(Beginning of EXTRACTED ENTRIES)

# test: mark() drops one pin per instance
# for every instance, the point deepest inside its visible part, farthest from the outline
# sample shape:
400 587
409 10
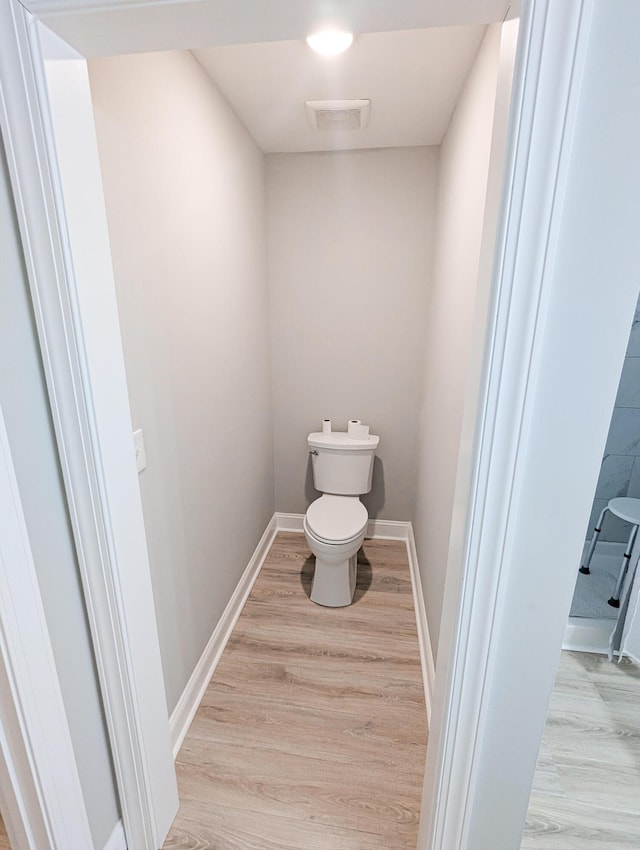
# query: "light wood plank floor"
312 732
586 792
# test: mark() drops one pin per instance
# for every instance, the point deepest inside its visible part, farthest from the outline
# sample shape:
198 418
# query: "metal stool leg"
584 569
615 599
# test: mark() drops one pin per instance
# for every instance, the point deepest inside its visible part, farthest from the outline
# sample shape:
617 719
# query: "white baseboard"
289 522
117 840
188 703
383 529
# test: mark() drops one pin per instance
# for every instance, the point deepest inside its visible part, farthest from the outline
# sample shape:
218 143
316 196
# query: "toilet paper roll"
356 430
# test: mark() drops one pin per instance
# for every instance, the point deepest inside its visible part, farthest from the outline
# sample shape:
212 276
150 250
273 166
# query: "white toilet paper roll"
356 430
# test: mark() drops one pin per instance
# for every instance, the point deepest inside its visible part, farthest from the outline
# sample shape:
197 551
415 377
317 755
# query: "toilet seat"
336 519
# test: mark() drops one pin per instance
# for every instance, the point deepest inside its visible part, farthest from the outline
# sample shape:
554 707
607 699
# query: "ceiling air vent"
338 114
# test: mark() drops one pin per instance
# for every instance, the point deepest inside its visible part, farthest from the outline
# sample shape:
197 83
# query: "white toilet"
335 524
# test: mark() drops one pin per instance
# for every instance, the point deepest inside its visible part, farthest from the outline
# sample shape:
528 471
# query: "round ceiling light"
330 42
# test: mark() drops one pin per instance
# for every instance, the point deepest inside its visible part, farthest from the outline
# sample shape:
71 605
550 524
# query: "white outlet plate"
141 455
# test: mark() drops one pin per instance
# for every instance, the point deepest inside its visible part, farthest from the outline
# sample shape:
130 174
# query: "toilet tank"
342 466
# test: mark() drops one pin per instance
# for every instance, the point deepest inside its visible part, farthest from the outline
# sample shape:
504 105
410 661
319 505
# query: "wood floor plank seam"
312 732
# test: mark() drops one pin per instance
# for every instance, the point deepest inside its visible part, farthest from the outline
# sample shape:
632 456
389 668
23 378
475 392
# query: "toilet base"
334 583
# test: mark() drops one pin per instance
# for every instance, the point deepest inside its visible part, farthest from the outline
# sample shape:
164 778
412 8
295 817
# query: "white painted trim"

(End of EXTRACTED ENTRIES)

Your response must reproduce the listing above word for word and must contain none of its pictures.

SOLUTION TO THE EXERCISE >>
# test: mark() drops one pin per instance
# for every instance, the point deepest inside its visible part, farthest from the outline
# sample shape:
400 587
409 10
# query: "light wood plank floor"
312 732
586 792
# test: mark() drops one pin per instance
# for every instance, the point deepest inside its visible part, farthest from the outline
# sample shape:
198 418
# query: "metal stool leg"
584 569
615 599
# test: mark() drops one pin per instance
# for every instance, the point deepest inside its visible part, farthest from the outline
# sample shape:
617 719
# query: "white baseboard"
289 522
117 840
188 703
383 529
# test: mark() drops one pin per instance
# for every instance, the point deepest inside its visible part, farthest from the outline
# sample shape:
218 143
316 196
# query: "toilet paper roll"
356 430
# test: mark() drops one pin per instance
# for every instance, the point deepest inside its visible part, farthest from the outline
# sample shape:
212 276
150 250
273 166
# query: "white toilet paper roll"
356 430
# test: mark() drops one pin per instance
# for every instance, the point deepest inside its visible part, farthest from the outline
# sample shape:
197 551
415 377
317 755
# query: "toilet seat"
336 519
# test: mark() drops one pin per instance
# for every instance, the point deepest inside its visible part, farthest from the outline
# sample shape:
554 707
607 699
# query: "ceiling air vent"
338 114
# test: mark() drops one pin per instance
# for every instance, the point deepest inside its visible part, farthest from the outline
# sample shape:
197 83
# query: "white toilet"
335 524
# test: mark() drops one pin per instance
# for every instance, the point deepest inside its visible part, farthest from the outline
# sample shape:
528 471
# query: "round ceiling light"
330 42
# test: mark() drops one pin per instance
# for every instance, the point deepest inside its visible part, farthest from the outline
# sample shape:
71 605
550 524
# query: "white outlet plate"
141 455
# test: mark() drops one pin per instance
# for every instance, the point deepest inside its visible part, farthest from the outline
# sample shape:
130 174
# query: "toilet tank"
342 466
# test: mark() drops one pin per instance
# for every instance, the point deepest inside its visible part, farthest from the outline
# sample shape:
504 105
410 661
319 505
# query: "wood floor plank seam"
312 732
# test: mark() drops one pin per instance
# for every instance, the point deepest inside its visible part, farthest from the outline
# sample shape:
632 456
389 668
23 378
475 392
# query: "toilet base"
334 583
# test: mark() drops one pin per instance
# for every instance, the point deepest inside its visible part, farthest from the outline
# sample shape:
164 778
412 8
295 817
# query: "white painted trim"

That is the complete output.